SOURCE EXCERPT>
Tuesday, July 28, 2015

English Colonization of America

Rough Draft - Partial

Gosnold, Prinne, and Wymouth

The English continued to fish near North America and trade with Native Americans, but attempts to settle stopped. A voyage made by Bartholomew Gosnold changed everything. His was the first careful exploration of parts of North America where the first successful English colonies were started.
Gosnold and thirty-two crewmen sailed from Falmouth, England, on March 26th, 1602, intending to found a small settlement.[*] Previously, explorers sailed first for the Gulf of Mexico and then up the coast. Gosnold sailed as nearly west as the winds and currents permitted. This more direct route was used by those who followed. After Seven weeks they entered a bay we now know as Massachusetts Bay. He followed the winding coast southward, exploring and naming Cape Cod. They traded with the natives and explored the country. “Every thing on which they cast their eyes became a new source of wonder and delight.”
The native tribes were welcoming. They gave the sailors copper bangles, and the English explorers imagined from that there were rich mines of copper and maybe gold nearby. They found forests “abounding with stately trees,” meadows full of deer, and a rich soil that an experiment showed would grow vegetables.  The saw plants growing wild that in England required care and work to cultivate.  
Gosnold built a house on one of the Elizabeth Islands, a group of small islands just south of Cape Cod. After building it, he decided that they didn’t have enough supplies to last until a return voyage was made, and the natives were turning hostile. They returned to England after four months with a rich cargo of sassafras and furs. Word of his discoveries spread rapidly. His voyage revived interest in colonization. Especially important was his route across the Atlantic which cut off “more than five hundred leagues,” That’s over 1700 miles.

Task: Find out what Sassafras is and why it was important to Europeans.

Gosnold described the lands he had seen as “absolutely ravishing,” a place of amazement and beauty.  Plans were made to settle in North Virginia, as this part of America was called. In 1603 merchants from Bristol, England, sent two ships to America.  Martin Prinne, their commander, was to trade with the natives and to see if Gosnold told the truth about America. Prinne sailed down the coast and visited the islands which Gosnold discovered. He too returned with furs and sassafras, and he told his sponsors that Gosnold was truthful. Two years later, in 1605, two noblemen sent George Weymouth to explore the North American coast. Though he was looking for a passage to Asia, he found the Penobscot River in Maine. He returned with an even more excited report about the land’s richness. The problem with their reports is that they arrived in the spring when everything is green and lush. The coasts from Virginia to Maine are different in winter. No-one seems to have asked what the land was like in the coldest months. They believed that the climate was unchanging.

STATED PROBLEM A>
Can you condense the paragraph of the draft on English colonization that begins "The native tribes were welcoming" into a short list of its main facts?
The listing that follows is unrelated to the draft on English colonization.

MATERIALS PROVIDED>
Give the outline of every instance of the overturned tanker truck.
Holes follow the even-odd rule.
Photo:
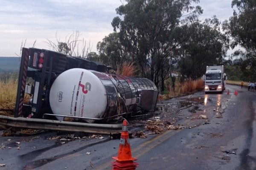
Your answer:
[[[15,117],[103,122],[154,111],[151,80],[109,74],[105,65],[35,48],[22,49]]]

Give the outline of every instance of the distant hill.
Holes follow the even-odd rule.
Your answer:
[[[20,59],[18,57],[0,57],[0,73],[18,71]]]

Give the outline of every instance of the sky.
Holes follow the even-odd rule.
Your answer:
[[[0,56],[20,55],[26,48],[49,49],[47,40],[65,42],[76,31],[92,52],[97,43],[113,32],[116,8],[124,0],[0,0]],[[233,15],[232,0],[200,0],[200,19],[216,16],[221,21]],[[26,43],[24,44],[26,41]]]

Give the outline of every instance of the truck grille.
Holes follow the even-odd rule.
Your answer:
[[[217,88],[218,88],[218,85],[209,85],[209,90],[210,91],[215,91],[217,90]]]

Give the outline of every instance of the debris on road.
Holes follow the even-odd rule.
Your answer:
[[[234,151],[230,151],[230,150],[220,150],[219,149],[219,150],[220,150],[220,151],[221,151],[222,152],[224,152],[224,153],[229,153],[229,154],[233,154],[235,155],[236,155],[236,153]]]
[[[207,119],[207,116],[206,115],[201,114],[199,115],[199,118],[203,119]]]
[[[0,164],[0,167],[4,167],[5,166],[6,164]]]
[[[133,136],[137,138],[146,138],[148,137],[143,131],[136,132],[134,133]]]
[[[169,125],[167,126],[167,129],[169,130],[170,129],[174,129],[174,130],[177,130],[177,129],[182,129],[184,128],[184,126],[174,126],[173,125]]]

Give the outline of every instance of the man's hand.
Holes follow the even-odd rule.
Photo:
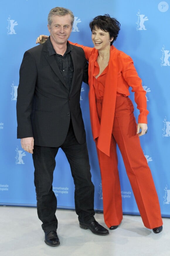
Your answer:
[[[141,131],[140,133],[140,129],[141,129]],[[137,128],[137,134],[139,136],[142,136],[145,134],[145,132],[147,130],[147,126],[146,123],[138,123]]]
[[[37,37],[36,40],[36,43],[43,43],[47,41],[48,37],[48,36],[45,36],[45,35],[40,35],[39,36]]]
[[[33,153],[34,149],[34,138],[33,137],[23,138],[21,140],[21,147],[23,149],[28,153]]]

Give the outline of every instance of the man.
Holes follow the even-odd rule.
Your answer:
[[[33,154],[38,215],[45,242],[52,246],[59,244],[52,185],[59,148],[74,180],[80,226],[97,235],[108,234],[94,217],[94,188],[79,103],[82,81],[88,82],[88,65],[82,49],[67,41],[74,20],[68,9],[50,11],[50,36],[44,44],[25,53],[18,91],[17,138],[21,138],[23,148]]]

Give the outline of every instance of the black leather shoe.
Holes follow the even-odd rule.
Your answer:
[[[45,242],[50,246],[57,246],[59,241],[57,232],[54,230],[45,232]]]
[[[118,225],[117,226],[111,226],[110,227],[109,227],[109,229],[110,229],[110,230],[113,230],[114,229],[116,229],[116,228],[118,228]]]
[[[163,227],[162,226],[161,226],[160,227],[155,227],[154,228],[153,228],[153,231],[155,234],[158,234],[159,233],[160,233],[162,231]]]
[[[91,232],[96,235],[106,235],[109,234],[108,231],[100,225],[96,220],[91,223],[80,223],[80,227],[84,229],[90,229]]]

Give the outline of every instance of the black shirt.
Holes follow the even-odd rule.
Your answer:
[[[74,68],[70,44],[67,41],[67,49],[63,56],[56,53],[50,40],[50,36],[47,40],[47,44],[48,56],[55,55],[56,64],[63,76],[66,84],[70,90],[73,75]]]

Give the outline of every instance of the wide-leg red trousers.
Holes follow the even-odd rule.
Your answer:
[[[97,99],[96,101],[100,121],[103,102]],[[101,176],[104,217],[108,227],[119,225],[123,218],[117,143],[144,225],[148,228],[153,229],[162,226],[163,222],[151,171],[136,134],[137,125],[134,110],[132,103],[128,97],[117,96],[110,156],[96,146]],[[96,146],[97,143],[97,139]]]

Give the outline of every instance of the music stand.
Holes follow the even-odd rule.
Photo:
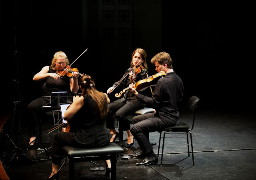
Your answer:
[[[60,103],[66,103],[68,102],[68,98],[70,96],[68,96],[68,92],[66,91],[60,91],[58,92],[52,92],[50,96],[43,96],[43,98],[50,98],[50,102],[44,106],[42,106],[42,108],[54,108],[58,110],[52,110],[52,115],[54,122],[54,125],[58,125],[60,121],[61,120],[61,118],[60,118],[59,112]],[[72,97],[72,96],[70,96]],[[58,119],[57,122],[55,120],[55,116],[54,116],[54,112],[58,112]]]
[[[52,94],[51,96],[43,96],[43,98],[50,98],[50,101],[49,102],[44,105],[42,105],[42,108],[56,108],[58,110],[52,110],[52,115],[53,116],[54,119],[54,125],[56,125],[57,123],[59,123],[59,121],[61,120],[61,119],[59,119],[59,112],[60,112],[60,102],[68,102],[68,93],[66,91],[64,92],[52,92]],[[58,121],[57,123],[56,123],[55,122],[55,118],[54,116],[54,112],[58,112]],[[46,153],[46,155],[48,156],[49,158],[50,157],[50,156],[48,153],[48,152],[47,151],[46,149],[44,147],[44,144],[42,141],[42,123],[41,122],[41,120],[40,122],[40,126],[39,126],[39,135],[36,132],[36,129],[34,129],[34,131],[35,135],[36,135],[36,139],[32,141],[29,144],[29,145],[31,143],[32,143],[36,139],[38,139],[41,143],[42,146],[44,149],[44,151]],[[41,149],[39,149],[39,150],[41,150]],[[39,154],[40,153],[42,153],[42,152],[38,153]]]

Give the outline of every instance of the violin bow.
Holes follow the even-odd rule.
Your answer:
[[[147,74],[147,76],[148,77],[148,73],[146,73]],[[151,94],[152,94],[152,95],[153,95],[153,91],[152,91],[152,88],[151,88],[151,86],[150,86],[150,90],[151,90]]]
[[[140,61],[141,60],[142,60],[142,59],[140,59],[140,60],[138,62],[138,63],[136,63],[135,65],[132,68],[132,69],[131,69],[130,70],[130,71],[129,71],[128,72],[127,72],[127,73],[125,75],[125,76],[124,76],[124,77],[123,77],[123,78],[121,79],[121,80],[120,80],[119,81],[119,82],[118,82],[118,83],[117,83],[116,84],[116,86],[114,86],[114,87],[113,88],[113,89],[112,89],[112,91],[111,91],[110,93],[111,92],[113,92],[113,91],[114,91],[114,90],[116,88],[116,87],[121,83],[122,81],[124,80],[124,79],[127,76],[127,75],[128,74],[130,74],[130,73],[131,72],[131,71],[132,71],[132,70],[134,68],[134,67],[136,67],[136,66],[137,66],[137,65],[138,65],[139,63],[140,63]]]

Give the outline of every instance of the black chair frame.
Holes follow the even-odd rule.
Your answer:
[[[199,99],[196,96],[192,96],[189,100],[187,104],[187,108],[188,108],[188,110],[190,113],[193,115],[193,121],[192,122],[192,127],[191,129],[190,129],[190,126],[188,125],[183,122],[178,122],[176,125],[174,126],[168,127],[165,129],[164,129],[161,131],[158,131],[158,132],[160,133],[160,135],[159,137],[159,142],[158,144],[158,149],[157,153],[157,156],[159,157],[159,151],[160,149],[160,145],[161,143],[161,139],[163,138],[163,142],[162,145],[162,153],[161,157],[161,165],[162,164],[163,161],[163,155],[164,154],[164,145],[187,145],[188,146],[188,157],[190,156],[190,151],[189,149],[189,146],[191,146],[191,153],[192,154],[192,159],[193,160],[193,165],[194,165],[194,151],[193,149],[193,143],[192,141],[192,134],[191,133],[191,131],[194,128],[194,125],[195,121],[195,118],[196,117],[196,112],[197,110],[197,104]],[[164,132],[164,135],[162,136],[162,133]],[[171,136],[168,137],[166,136],[166,134],[186,134],[186,136]],[[189,142],[188,134],[190,135],[190,143]],[[187,139],[187,144],[164,144],[164,140],[166,138],[181,138],[181,137],[186,137]],[[172,153],[170,153],[172,154]],[[174,154],[173,153],[173,154]]]

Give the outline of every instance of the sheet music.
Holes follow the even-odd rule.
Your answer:
[[[66,124],[67,123],[67,121],[65,121],[63,119],[63,116],[64,115],[64,114],[65,114],[65,112],[66,112],[66,110],[67,110],[67,108],[70,105],[70,104],[60,104],[60,112],[61,112],[61,117],[62,118],[62,121],[63,122],[63,123],[65,123]]]

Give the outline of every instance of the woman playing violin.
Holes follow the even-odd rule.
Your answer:
[[[67,91],[68,96],[71,96],[71,92],[73,94],[77,92],[79,88],[77,81],[78,72],[72,72],[72,76],[70,78],[65,76],[60,78],[60,72],[65,68],[66,65],[69,64],[69,61],[66,55],[62,51],[57,52],[52,60],[51,66],[44,67],[40,72],[34,75],[33,80],[35,81],[46,80],[46,82],[43,86],[44,96],[50,96],[52,92],[54,92]],[[36,139],[34,130],[38,122],[38,117],[41,113],[42,107],[48,104],[50,100],[50,98],[38,98],[33,101],[28,106],[30,145],[34,145]],[[69,99],[68,101],[72,102],[71,99]]]
[[[110,101],[106,93],[98,91],[94,80],[88,75],[79,80],[83,91],[81,96],[74,96],[73,103],[69,106],[63,119],[70,125],[70,129],[78,129],[73,133],[60,132],[56,135],[52,144],[52,169],[50,179],[58,179],[58,166],[62,157],[60,149],[65,146],[81,148],[101,147],[107,145],[111,137],[105,128],[108,104]],[[110,160],[105,161],[106,176],[110,172]]]
[[[132,61],[130,64],[130,68],[126,70],[124,75],[124,78],[128,72],[129,72],[131,68],[142,67],[140,70],[138,68],[135,68],[134,72],[132,71],[125,78],[121,79],[122,80],[115,82],[112,87],[108,88],[107,92],[110,93],[114,87],[118,83],[120,83],[122,88],[127,88],[129,85],[133,83],[135,84],[138,81],[147,78],[148,66],[146,62],[146,51],[142,49],[137,48],[132,53]],[[136,66],[135,67],[134,67]],[[137,72],[137,74],[136,71]],[[138,73],[138,72],[139,72]],[[141,92],[142,94],[146,95],[146,92]],[[119,127],[120,129],[126,131],[127,133],[127,144],[126,147],[130,147],[133,145],[133,136],[130,131],[130,123],[126,117],[129,115],[132,114],[137,110],[143,109],[145,104],[137,98],[136,96],[128,90],[124,94],[124,97],[121,99],[116,100],[111,102],[108,105],[109,111],[107,115],[106,127],[110,129],[110,133],[112,135],[110,142],[114,142],[119,136],[119,134],[115,129],[114,119],[114,116],[119,122]]]

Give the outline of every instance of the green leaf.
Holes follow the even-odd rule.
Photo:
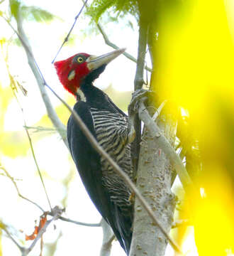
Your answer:
[[[18,13],[21,6],[21,2],[18,0],[10,0],[10,11],[11,14],[17,18]]]
[[[94,0],[87,14],[97,22],[108,9],[111,9],[114,13],[117,12],[118,16],[120,14],[123,16],[127,14],[137,16],[138,14],[137,0]]]
[[[37,6],[22,6],[22,15],[28,21],[50,22],[55,16],[48,11]]]

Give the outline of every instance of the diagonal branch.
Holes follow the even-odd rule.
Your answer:
[[[15,180],[13,179],[13,178],[9,174],[9,173],[5,169],[4,167],[3,167],[2,166],[1,166],[1,164],[0,164],[0,169],[1,170],[3,170],[4,171],[4,173],[6,174],[6,176],[11,179],[11,181],[12,181],[13,186],[15,186],[16,189],[16,191],[17,191],[17,193],[18,193],[18,196],[19,197],[21,197],[21,198],[24,199],[24,200],[26,200],[27,201],[34,204],[34,206],[37,206],[40,210],[42,210],[43,212],[45,212],[45,210],[43,210],[43,208],[42,207],[40,207],[38,203],[36,203],[35,202],[33,202],[33,201],[26,198],[25,196],[22,196],[21,192],[19,191],[18,190],[18,188],[17,186],[17,184],[16,184],[16,182],[15,181]]]

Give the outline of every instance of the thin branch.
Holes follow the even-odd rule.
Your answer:
[[[4,171],[4,173],[6,174],[6,176],[11,179],[11,181],[12,181],[12,183],[13,183],[13,184],[14,186],[14,187],[16,189],[18,196],[19,197],[21,197],[21,198],[23,198],[24,200],[26,200],[27,201],[28,201],[28,202],[30,202],[31,203],[33,203],[33,205],[37,206],[41,211],[45,213],[45,210],[42,207],[40,207],[37,203],[35,203],[33,201],[31,201],[31,200],[30,200],[30,199],[28,199],[28,198],[27,198],[25,196],[21,195],[21,193],[19,191],[19,189],[18,189],[18,188],[17,186],[16,182],[15,181],[14,178],[10,175],[10,174],[6,170],[6,169],[4,167],[1,166],[1,164],[0,164],[0,169]],[[48,215],[50,215],[50,216],[53,216],[54,213],[52,211],[50,211],[50,212],[48,213]],[[73,220],[71,220],[69,218],[67,218],[62,217],[62,216],[60,216],[59,219],[61,220],[63,220],[63,221],[67,221],[67,222],[69,222],[69,223],[74,223],[74,224],[77,224],[77,225],[84,225],[84,226],[86,226],[86,227],[101,227],[100,223],[83,223],[83,222],[80,222],[80,221]]]
[[[4,173],[6,174],[6,176],[9,178],[11,179],[11,181],[12,181],[13,186],[15,186],[18,196],[19,197],[21,197],[21,198],[26,200],[27,201],[34,204],[34,206],[37,206],[40,210],[42,210],[43,213],[45,212],[44,209],[40,207],[37,203],[33,202],[33,201],[26,198],[25,196],[22,196],[21,193],[20,193],[18,188],[17,186],[16,182],[15,181],[15,180],[13,179],[13,178],[9,174],[9,172],[5,169],[5,168],[4,168],[3,166],[0,166],[1,169],[3,170],[4,171]]]
[[[183,225],[192,225],[191,220],[179,220],[173,223],[172,228],[179,228]]]
[[[17,31],[12,26],[12,25],[6,18],[5,18],[3,16],[1,17],[9,24],[9,26],[11,28],[11,29],[16,33],[17,36],[21,41],[22,46],[24,48],[24,50],[27,55],[28,65],[30,67],[31,70],[34,74],[35,78],[39,87],[42,98],[44,101],[47,110],[48,115],[52,123],[53,124],[54,127],[55,127],[56,130],[57,131],[58,134],[60,135],[64,143],[68,148],[67,137],[65,136],[64,133],[61,132],[66,129],[65,126],[62,123],[57,114],[56,114],[54,108],[52,107],[50,98],[48,95],[47,91],[45,89],[45,86],[44,86],[44,84],[45,83],[45,78],[42,75],[38,68],[38,65],[35,60],[35,58],[31,50],[30,46],[29,45],[28,38],[26,36],[26,33],[23,31],[22,26],[22,21],[17,20],[17,25],[18,28],[18,32],[17,32]]]
[[[191,188],[193,186],[192,181],[181,159],[151,118],[143,102],[139,103],[139,117],[145,123],[151,136],[157,138],[158,144],[169,159],[172,164],[174,165],[184,189],[187,190],[189,188]]]
[[[6,225],[2,223],[0,223],[1,225],[0,225],[0,228],[4,230],[8,235],[8,237],[12,240],[12,242],[18,247],[18,248],[21,250],[21,253],[23,254],[25,252],[25,247],[21,246],[16,240],[13,238],[11,233],[8,231],[6,228]]]
[[[102,245],[100,250],[100,256],[110,256],[112,247],[112,241],[115,235],[110,225],[102,218],[100,222],[103,232]]]
[[[14,84],[14,80],[13,80],[13,78],[12,77],[12,75],[11,75],[10,72],[9,72],[9,67],[8,67],[8,65],[6,65],[6,68],[7,68],[7,71],[8,71],[8,73],[9,73],[9,78],[11,79],[11,81]],[[33,142],[32,142],[32,139],[31,139],[31,137],[29,134],[29,132],[28,131],[28,129],[26,128],[27,127],[27,124],[26,124],[26,119],[25,119],[25,115],[24,115],[24,111],[23,111],[23,107],[21,106],[18,97],[17,97],[17,95],[15,92],[15,90],[14,90],[14,87],[11,87],[12,89],[12,91],[13,91],[13,94],[18,102],[18,105],[21,110],[21,112],[22,112],[22,117],[23,117],[23,124],[24,124],[24,127],[25,127],[25,131],[26,132],[26,134],[27,134],[27,137],[28,137],[28,141],[29,141],[29,144],[30,144],[30,150],[31,150],[31,152],[32,152],[32,154],[33,154],[33,160],[34,160],[34,162],[35,162],[35,164],[37,167],[37,170],[38,170],[38,174],[40,176],[40,181],[41,181],[41,183],[43,184],[43,188],[44,188],[44,191],[45,191],[45,196],[47,197],[47,200],[48,200],[48,202],[49,203],[49,206],[50,206],[50,210],[52,209],[52,207],[51,207],[51,204],[50,204],[50,199],[49,199],[49,197],[48,197],[48,193],[47,193],[47,191],[46,191],[46,188],[45,188],[45,183],[44,183],[44,181],[43,181],[43,176],[41,175],[41,172],[40,172],[40,168],[39,168],[39,166],[38,166],[38,161],[36,159],[36,157],[35,157],[35,151],[34,151],[34,149],[33,149]]]
[[[146,53],[147,31],[145,26],[140,25],[139,38],[138,38],[138,60],[134,78],[134,90],[140,90],[144,84],[144,67],[145,58]],[[135,115],[134,118],[134,129],[135,132],[135,137],[133,143],[130,144],[131,159],[133,166],[134,177],[137,176],[139,154],[140,148],[141,139],[141,122],[138,115]]]
[[[135,195],[138,198],[139,201],[142,204],[142,206],[145,208],[146,211],[148,213],[149,215],[155,223],[155,224],[160,228],[162,233],[164,234],[165,238],[168,240],[169,242],[173,247],[174,250],[180,254],[183,254],[182,250],[179,249],[179,246],[172,240],[170,236],[167,234],[167,231],[162,228],[162,225],[157,221],[157,217],[155,216],[154,212],[151,209],[149,204],[147,203],[144,197],[140,194],[140,193],[137,189],[135,185],[130,180],[130,178],[128,176],[128,175],[118,166],[118,164],[112,159],[112,158],[108,154],[103,148],[99,145],[99,144],[96,142],[94,137],[90,132],[87,127],[83,122],[82,119],[79,117],[78,114],[74,112],[72,108],[48,85],[45,84],[51,92],[66,106],[68,110],[72,114],[75,121],[79,126],[81,130],[84,132],[84,135],[87,137],[87,139],[91,144],[91,146],[96,150],[96,151],[100,154],[103,157],[104,157],[108,163],[112,166],[113,170],[124,180],[126,183],[129,186],[130,190],[135,193]]]
[[[89,6],[86,3],[84,3],[84,0],[82,0],[82,1],[85,4],[85,7],[88,9],[89,8]],[[101,33],[106,44],[107,44],[107,46],[108,46],[112,47],[113,49],[116,49],[116,50],[120,49],[120,48],[118,47],[116,44],[114,44],[113,43],[110,41],[103,26],[100,24],[100,22],[97,22],[96,23],[96,25],[99,32]],[[137,59],[135,58],[134,58],[133,55],[131,55],[130,54],[126,53],[126,51],[123,53],[123,55],[124,55],[129,60],[130,60],[135,63],[137,63]],[[150,68],[147,67],[147,65],[145,66],[145,69],[147,70],[147,71],[152,72],[152,69]]]
[[[82,8],[82,9],[80,9],[80,11],[79,11],[79,14],[74,17],[74,23],[73,23],[73,24],[72,24],[72,26],[69,31],[68,32],[68,34],[67,35],[67,36],[65,37],[63,43],[62,43],[62,46],[60,46],[58,52],[56,53],[55,57],[54,59],[52,60],[52,64],[55,62],[55,60],[57,56],[58,55],[58,54],[60,53],[60,52],[62,46],[65,44],[65,43],[67,43],[67,42],[68,41],[68,38],[69,38],[69,36],[70,36],[70,33],[72,33],[72,29],[73,29],[73,28],[74,28],[76,22],[77,21],[77,18],[79,18],[79,15],[80,15],[81,13],[82,12],[82,11],[83,11],[83,9],[84,9],[84,6],[86,5],[86,4],[87,4],[87,1],[88,1],[88,0],[86,0],[86,1],[85,1],[85,2],[84,3],[84,4],[83,4]]]
[[[37,243],[38,240],[40,238],[41,238],[43,234],[46,231],[46,229],[48,227],[48,225],[53,220],[57,220],[60,217],[60,215],[63,213],[63,210],[61,210],[57,206],[55,206],[53,209],[52,209],[52,211],[54,212],[54,215],[53,215],[52,218],[51,220],[50,220],[46,221],[45,224],[41,228],[41,230],[39,231],[38,235],[36,236],[36,238],[35,238],[35,240],[33,240],[33,242],[32,242],[30,246],[28,249],[26,249],[26,251],[25,251],[25,253],[23,254],[23,256],[26,256],[26,255],[28,255],[28,253],[33,250],[33,248],[34,247],[35,245]]]

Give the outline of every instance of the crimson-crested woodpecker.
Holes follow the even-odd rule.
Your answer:
[[[99,57],[78,53],[55,63],[55,66],[61,83],[77,98],[74,110],[104,149],[132,178],[130,143],[135,137],[134,128],[128,116],[108,95],[93,85],[106,65],[124,50],[119,49]],[[129,188],[91,146],[72,114],[67,123],[67,139],[91,199],[128,255],[133,217]]]

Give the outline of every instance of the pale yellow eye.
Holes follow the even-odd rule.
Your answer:
[[[78,63],[82,63],[84,61],[84,59],[82,57],[79,56],[77,59]]]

STATED PROBLEM B>
Could you reproduce the listing from its first line through the line with "[[[20,59],[18,57],[0,57],[0,73],[18,71]]]", swapping "outline" for "contour" and leaving out the picture?

TASK ANSWER A>
- The native tribes welcomed the English.
- They gave the sailors copper bangles, which led the explorers to imagine rich copper mines, and maybe gold, nearby.
- The explorers found forests of stately trees, meadows full of deer, and rich soil that an experiment showed would grow vegetables.
- They saw plants growing wild that required care and work to cultivate in England.

TASK ANSWER B>
Give the contour of every instance of the overturned tanker truck.
Holes follow the even-odd rule.
Photo:
Your answer:
[[[15,117],[103,122],[154,111],[151,80],[109,74],[105,65],[35,48],[22,49]]]

Give the contour of every instance of the distant hill.
Holes follow the even-odd rule.
Your answer:
[[[20,59],[18,57],[0,57],[0,73],[18,71]]]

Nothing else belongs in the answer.